Japan has very limited domestic oil reserves, amounting to 44 million barrels as of January 2012, according to the Oil and Gas Journal (OGJ), down from the 58 million barrels reported by OGJ in 2007. Japan's domestic oil reserves are concentrated primarily along the country's western coastline. Offshore areas surrounding Japan, such as the East China Sea, also contain oil and gas deposits; however, development of these zones is held up by competing territorial claims with China. While a preliminary accord was reached between the two governments in May 2008 over two fields - Chunxiao/Shirakaba and Longjing/Asunaro - in September 2010, Japan urged China to implement the agreement as tensions rose over the contested area.

Consequently, Japan relies heavily on imports to meet its consumption needs. Japan maintains government-controlled oil stocks to ensure against a supply interruption. Total strategic oil stocks in Japan were 589 million barrels at the end of December 2011, with 55 percent being government stocks and 45 percent commercial stocks.

Japan consumed an estimated 4.5 million barrels per day (bbl/d) of oil in 2011, making it the third largest petroleum consumer in the world, behind the United States and China. However, oil demand in Japan has declined overall since 2000 by nearly 20 percent. This decline stems from structural factors, such as fuel substitution, an aging population, and government-mandated energy efficiency targets. In addition to the shift to natural gas in the industrial sector, fuel substitution is occurring in the residential sector as high prices have decreased demand for kerosene in home heating. Japan consumes most of its oil in the transportation and industrial sectors. Japan is also highly dependent on naphtha and low sulfur fuel oil imports. Demand for naphtha is falling as ethylene production is gradually being displaced by petrochemical production in other Asian countries. However, demand for low-sulfur fuel oil is increasing as it replaces nuclear electric power generation.

Japan's oil consumption rose slightly in 2011 by 30,000 bbl/d over 2010 due to some post-disaster reconstruction works and substitution of crude oil and low sulfur fuel oil for the suspended nuclear power after the Fukushima incident. EIA assumes that net total oil consumption will rise by another 80,000 bbl/d in 2012 if no nuclear capacity comes back online.

_REQUESTS_:
• 1. In the passage on Japan's oil, condense the paragraph starting "Consequently, Japan relies heavily" into a short bulleted list that keeps its main facts.
• 2. Pick up the passage on Japan's oil after its final sentence and keep writing it.

_STORED DATA_:

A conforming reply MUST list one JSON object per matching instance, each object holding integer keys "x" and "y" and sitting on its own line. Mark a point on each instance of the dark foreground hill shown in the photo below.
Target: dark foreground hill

_FINAL RESULTS_:
• 1.
- Japan depends heavily on imports to meet its oil needs.
- It keeps government-controlled oil stocks as a safeguard against supply interruptions.
- Strategic oil stocks totaled 589 million barrels at the end of December 2011: 55 percent government stocks and 45 percent commercial stocks.

• 2.
Japan Oil Production and Consumption 


The Japanese government's policy has emphasized increased energy conservation and efficiency. The government generally aims to reduce the share of oil consumed in its primary energy mix as well as the share of oil used in the transportation sector. Oil as a percentage of total primary energy demand has fallen from roughly 80 percent of the energy mix in the 1970s to about 42 percent in 2010, made possible by increased energy efficiency and the expanded use of nuclear power and natural gas. Among the large developed world economies, Japan has one of the lowest energy intensities, as high levels of investment in R&D of energy technology since the 1970s has substantially increased energy efficiency. Sector Organization

Although Japan is a minor oil producing country, it has a robust oil sector comprised of various state-run, private, and foreign companies. Until 2004, Japan's oil sector was dominated by the Japan National Oil Corporation (JNOC), which was formed by the Japanese government in 1967 and charged with promoting oil exploration and production domestically and overseas. In 2004, JNOC's profitable business units were spun off into new companies in order to introduce greater competition into Japan's energy sector. Many of JNOC's activities were taken over by the Japan Oil, Gas and Metals National Corporation (JOGMEC), a state-run enterprise charged with aiding Japanese companies involved in exploration and production overseas and promoting commodity stockpiling domestically. New companies were formed, of which the two largest are Inpex, now Japan's largest oil and gas company, and the Japan Petroleum Exploration Company (Japex).

Private Japanese firms dominate the country's large and competitive downstream sector, as foreign companies have historically faced regulatory restrictions. But over the last several years, these regulations have been eased, which has led to increased competition in the petroleum-refining sector. Chevron, BP, Shell, and BHP Billiton are among the foreign energy companies involved in providing products and services to the Japanese market as well as being joint venture (JV) partners in many of Japan's overseas projects. Domestic Production and Exploration

In 2011, Japan's total oil production was roughly 130,000 bbl/d, of which only 5,000 bbl/d was crude oil. The vast majority of Japan's oil production comes in the form of refinery gain, resulting from the country's large petroleum refining sector. Japan has 148 producing oil wells in over 11 fields, according to the Oil and Gas Journal (OGJ).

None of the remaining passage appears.